■ DATA SUPPLIED

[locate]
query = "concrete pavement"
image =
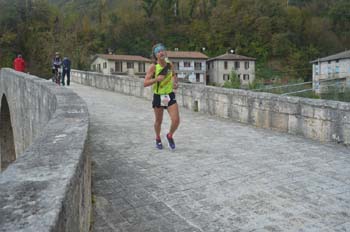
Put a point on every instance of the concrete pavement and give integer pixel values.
(223, 176)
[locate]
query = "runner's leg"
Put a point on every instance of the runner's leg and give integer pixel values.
(158, 113)
(173, 111)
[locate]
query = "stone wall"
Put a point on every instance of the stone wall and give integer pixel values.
(312, 118)
(48, 186)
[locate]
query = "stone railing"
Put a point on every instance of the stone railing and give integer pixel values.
(46, 183)
(312, 118)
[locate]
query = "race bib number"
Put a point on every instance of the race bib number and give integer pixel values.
(164, 100)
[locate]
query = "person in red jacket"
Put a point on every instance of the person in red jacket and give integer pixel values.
(19, 64)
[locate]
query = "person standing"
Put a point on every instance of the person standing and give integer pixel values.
(66, 70)
(56, 68)
(19, 64)
(162, 78)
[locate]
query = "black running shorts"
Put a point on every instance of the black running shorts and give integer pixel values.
(156, 100)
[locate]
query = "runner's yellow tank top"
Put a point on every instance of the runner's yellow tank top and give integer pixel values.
(166, 85)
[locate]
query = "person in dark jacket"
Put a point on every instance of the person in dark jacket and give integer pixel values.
(66, 70)
(19, 64)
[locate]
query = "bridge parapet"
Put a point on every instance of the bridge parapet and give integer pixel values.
(321, 120)
(48, 187)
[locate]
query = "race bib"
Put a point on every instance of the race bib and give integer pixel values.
(164, 100)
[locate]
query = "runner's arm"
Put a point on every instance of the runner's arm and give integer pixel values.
(174, 77)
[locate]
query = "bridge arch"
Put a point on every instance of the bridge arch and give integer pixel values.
(7, 145)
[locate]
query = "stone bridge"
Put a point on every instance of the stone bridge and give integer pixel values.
(244, 161)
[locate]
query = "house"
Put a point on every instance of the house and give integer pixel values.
(219, 68)
(190, 66)
(330, 71)
(120, 64)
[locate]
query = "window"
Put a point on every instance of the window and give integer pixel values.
(198, 66)
(176, 65)
(130, 65)
(187, 64)
(142, 67)
(225, 77)
(236, 64)
(246, 64)
(118, 66)
(337, 69)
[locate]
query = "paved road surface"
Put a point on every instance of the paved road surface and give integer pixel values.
(223, 176)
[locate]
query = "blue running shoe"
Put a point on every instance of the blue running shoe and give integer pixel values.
(171, 142)
(159, 144)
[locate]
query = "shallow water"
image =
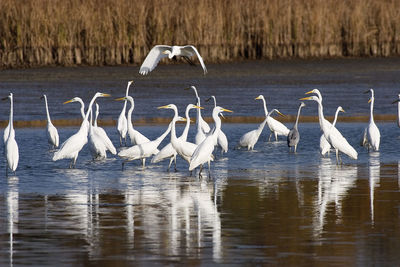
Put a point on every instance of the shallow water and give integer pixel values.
(265, 206)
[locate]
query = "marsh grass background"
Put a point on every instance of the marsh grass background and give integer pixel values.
(113, 32)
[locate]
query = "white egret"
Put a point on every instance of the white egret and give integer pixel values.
(169, 151)
(203, 152)
(372, 136)
(294, 135)
(201, 125)
(122, 124)
(334, 137)
(52, 133)
(161, 51)
(74, 144)
(324, 146)
(276, 127)
(11, 146)
(249, 139)
(221, 140)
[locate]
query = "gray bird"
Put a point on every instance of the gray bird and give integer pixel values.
(294, 135)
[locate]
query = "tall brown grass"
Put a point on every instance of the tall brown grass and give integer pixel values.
(108, 32)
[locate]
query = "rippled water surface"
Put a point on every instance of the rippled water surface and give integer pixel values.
(266, 206)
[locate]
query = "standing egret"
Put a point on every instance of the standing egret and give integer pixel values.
(372, 136)
(294, 135)
(122, 124)
(276, 127)
(222, 140)
(161, 51)
(249, 139)
(73, 145)
(169, 150)
(203, 152)
(52, 133)
(324, 146)
(334, 137)
(11, 146)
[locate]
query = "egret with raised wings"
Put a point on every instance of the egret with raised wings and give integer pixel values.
(161, 51)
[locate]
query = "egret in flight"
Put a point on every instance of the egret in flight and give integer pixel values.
(203, 152)
(334, 137)
(52, 133)
(324, 146)
(372, 136)
(276, 127)
(11, 148)
(294, 135)
(161, 51)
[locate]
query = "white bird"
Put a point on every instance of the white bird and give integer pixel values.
(249, 139)
(276, 127)
(161, 51)
(372, 136)
(221, 140)
(73, 145)
(293, 137)
(201, 125)
(169, 151)
(52, 133)
(11, 146)
(334, 137)
(122, 124)
(324, 146)
(203, 152)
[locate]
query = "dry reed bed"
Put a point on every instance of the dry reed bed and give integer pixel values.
(109, 32)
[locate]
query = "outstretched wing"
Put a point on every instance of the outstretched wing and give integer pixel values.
(189, 50)
(152, 59)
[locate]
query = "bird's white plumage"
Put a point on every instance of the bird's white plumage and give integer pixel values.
(159, 52)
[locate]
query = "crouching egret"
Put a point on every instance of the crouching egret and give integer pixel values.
(276, 127)
(161, 51)
(52, 133)
(293, 137)
(372, 136)
(203, 152)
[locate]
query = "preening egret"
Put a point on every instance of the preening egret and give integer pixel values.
(372, 136)
(249, 139)
(201, 125)
(52, 133)
(11, 146)
(161, 51)
(182, 145)
(276, 127)
(324, 146)
(122, 124)
(294, 135)
(331, 134)
(203, 152)
(74, 144)
(221, 140)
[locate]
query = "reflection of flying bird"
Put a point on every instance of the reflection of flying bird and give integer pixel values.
(276, 127)
(324, 146)
(372, 136)
(52, 133)
(294, 135)
(334, 137)
(161, 51)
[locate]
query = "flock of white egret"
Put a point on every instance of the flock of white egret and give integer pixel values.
(206, 139)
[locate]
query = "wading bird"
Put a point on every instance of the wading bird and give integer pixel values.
(334, 137)
(294, 135)
(372, 136)
(161, 51)
(276, 127)
(203, 152)
(52, 133)
(11, 146)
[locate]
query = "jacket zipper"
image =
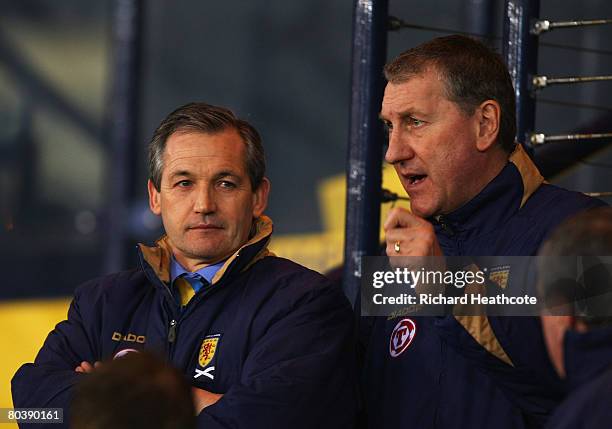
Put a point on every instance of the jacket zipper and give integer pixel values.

■ REQUIRED WORK
Transcribe every entry word for word, excluding images.

■ YOUR SOLUTION
[locate]
query = "concrete pavement"
image =
Put a point on every instance of the concrete pavement and give integer pixel values.
(223, 176)
[locate]
query = "runner's leg"
Put a point on every instance of the runner's leg and give integer pixel values.
(158, 113)
(173, 111)
[locate]
query = "stone wall"
Put a point on every instance of the stone wall and give integer pixel values.
(312, 118)
(48, 186)
[locate]
query = "stone railing"
Put a point on every instance of the stone railing and give integer pixel values.
(46, 183)
(312, 118)
[locate]
query = "race bib number"
Put a point on every instance of the race bib number and give integer pixel values.
(164, 100)
[locate]
query = "person in red jacket"
Put a point on every instance of the person in red jacket and give integer pixel values.
(19, 64)
[locate]
query = "person standing"
Put a point on every instance of the person standing and give integer pixel values.
(66, 70)
(56, 68)
(19, 64)
(162, 78)
[locate]
query = "black running shorts"
Put a point on every instance of the black running shorts and give integer pixel values.
(156, 100)
[locate]
query = "runner's yellow tank top"
Put a point on every instance of the runner's yellow tank top and give integer pixel values.
(166, 85)
[locate]
query = "person in dark jacket"
Put a point on every instance of the person in dark jacket and give integer pixel values.
(66, 70)
(19, 64)
[locate]
query = "bridge parapet"
Put a point on every instance of the bridge parapet and give integer pixel values.
(321, 120)
(48, 187)
[locate]
query = "race bib"
Put a point on every instance of the race bib and give integer pixel values.
(164, 100)
[locate]
query = "runner's arm"
Put a point on every instance of the runner's arm and give integer pixel values.
(174, 77)
[locate]
query = "bridge arch"
Put a point on every instance of the bridge arch and give integer pixel values.
(7, 145)
[locate]
query = "stone bridge"
Put a point on every instance of the stone bridge and give integer pixel values.
(244, 161)
[locate]
query = "house"
Put a point on every instance of the house and give integer pixel values.
(219, 68)
(190, 66)
(330, 71)
(120, 64)
[locate]
query = "window"
Put a point on every instance of the window and give integer pixel values.
(198, 66)
(176, 65)
(130, 65)
(187, 64)
(142, 67)
(225, 77)
(236, 64)
(246, 64)
(118, 66)
(337, 69)
[locate]
query = "paved road surface"
Put a point on every instance of the paved road surface and give integer pixel values.
(223, 176)
[locate]
query = "blue running shoe"
Put a point on every instance of the blue running shoe and give integer pixel values.
(171, 142)
(159, 144)
[locate]
query = "shallow water"
image =
Put a point on every instance of the shallow water and give integer pixel values.
(265, 206)
[locate]
query = "marsh grass background"
Put a point on every instance of the marsh grass background and give integer pixel values.
(113, 32)
[locate]
query = "white egret"
Put a point on every instance of the white egret and give integer pixel values.
(169, 151)
(203, 152)
(372, 136)
(294, 135)
(201, 125)
(122, 124)
(334, 137)
(52, 133)
(161, 51)
(74, 144)
(324, 146)
(276, 127)
(11, 146)
(249, 139)
(221, 140)
[locate]
query = "gray bird"
Put a point on every instance of the gray bird and give integer pixel values.
(294, 135)
[locate]
query = "tall brown grass"
Put a point on every instance of the tall brown grass and give integer pixel values.
(108, 32)
[locate]
query = "rippled water surface"
Put a point on every instance of the rippled water surface and give integer pixel values.
(266, 206)
[locate]
query = "standing egret"
Put a point on every instance of the standing egret and give integer pixel values.
(372, 136)
(294, 135)
(122, 124)
(276, 127)
(222, 140)
(161, 51)
(249, 139)
(73, 145)
(169, 150)
(203, 152)
(52, 133)
(324, 146)
(334, 137)
(11, 146)
[locate]
query = "egret with raised wings"
Put a point on every instance of the egret with raised wings and give integer pixel values.
(161, 51)
[locate]
query = "egret in flight"
Put a point on every instance of the egret in flight and give integer pixel values.
(203, 152)
(334, 137)
(52, 133)
(324, 146)
(372, 136)
(276, 127)
(11, 148)
(294, 135)
(161, 51)
[locate]
query = "white bird"
Put a point on every instance of the white bird and give integer pixel values.
(249, 139)
(276, 127)
(161, 51)
(372, 136)
(221, 140)
(73, 145)
(293, 137)
(201, 125)
(169, 151)
(52, 133)
(11, 146)
(334, 137)
(122, 124)
(324, 146)
(203, 152)
[locate]
query = "dry reed bed"
Put a point on every instance of the dry reed bed and give integer pixel values.
(109, 32)
[locate]
query = "outstretched wing"
Put a point on every instance of the outstretched wing and give integer pixel values.
(189, 50)
(152, 59)
[locate]
query = "bird's white plumage"
Put a point on every instance of the bird's white plumage and give integer pixel values.
(159, 52)
[locate]
query = "crouching egret"
Put a point on every instance of the crouching egret and give integer pixel values.
(276, 127)
(161, 51)
(52, 133)
(293, 137)
(372, 136)
(203, 152)
[locate]
query = "preening egret"
Put a point on every instance of the preening egret and give integer pixel values.
(372, 136)
(249, 139)
(201, 125)
(52, 133)
(11, 146)
(161, 51)
(182, 145)
(276, 127)
(324, 146)
(122, 124)
(294, 135)
(331, 134)
(203, 152)
(74, 144)
(221, 140)
[locate]
query = "reflection of flying bird"
Put a point on every instance of the reflection of flying bird and give integer pixel values.
(276, 127)
(324, 146)
(372, 136)
(52, 133)
(294, 135)
(334, 137)
(161, 51)
[locate]
query = "flock of white egret"
Put a point on every instance of the flock of white egret and give integer pixel values.
(206, 139)
[locate]
query = "wading bird"
Put a point on every instance of the wading bird and give integer pixel values.
(334, 137)
(294, 135)
(372, 136)
(161, 51)
(276, 127)
(203, 152)
(52, 133)
(11, 146)
[locate]
query = "jacket zipper"
image =
Put a point on every instance of the jacket zipper and give integer pixel values.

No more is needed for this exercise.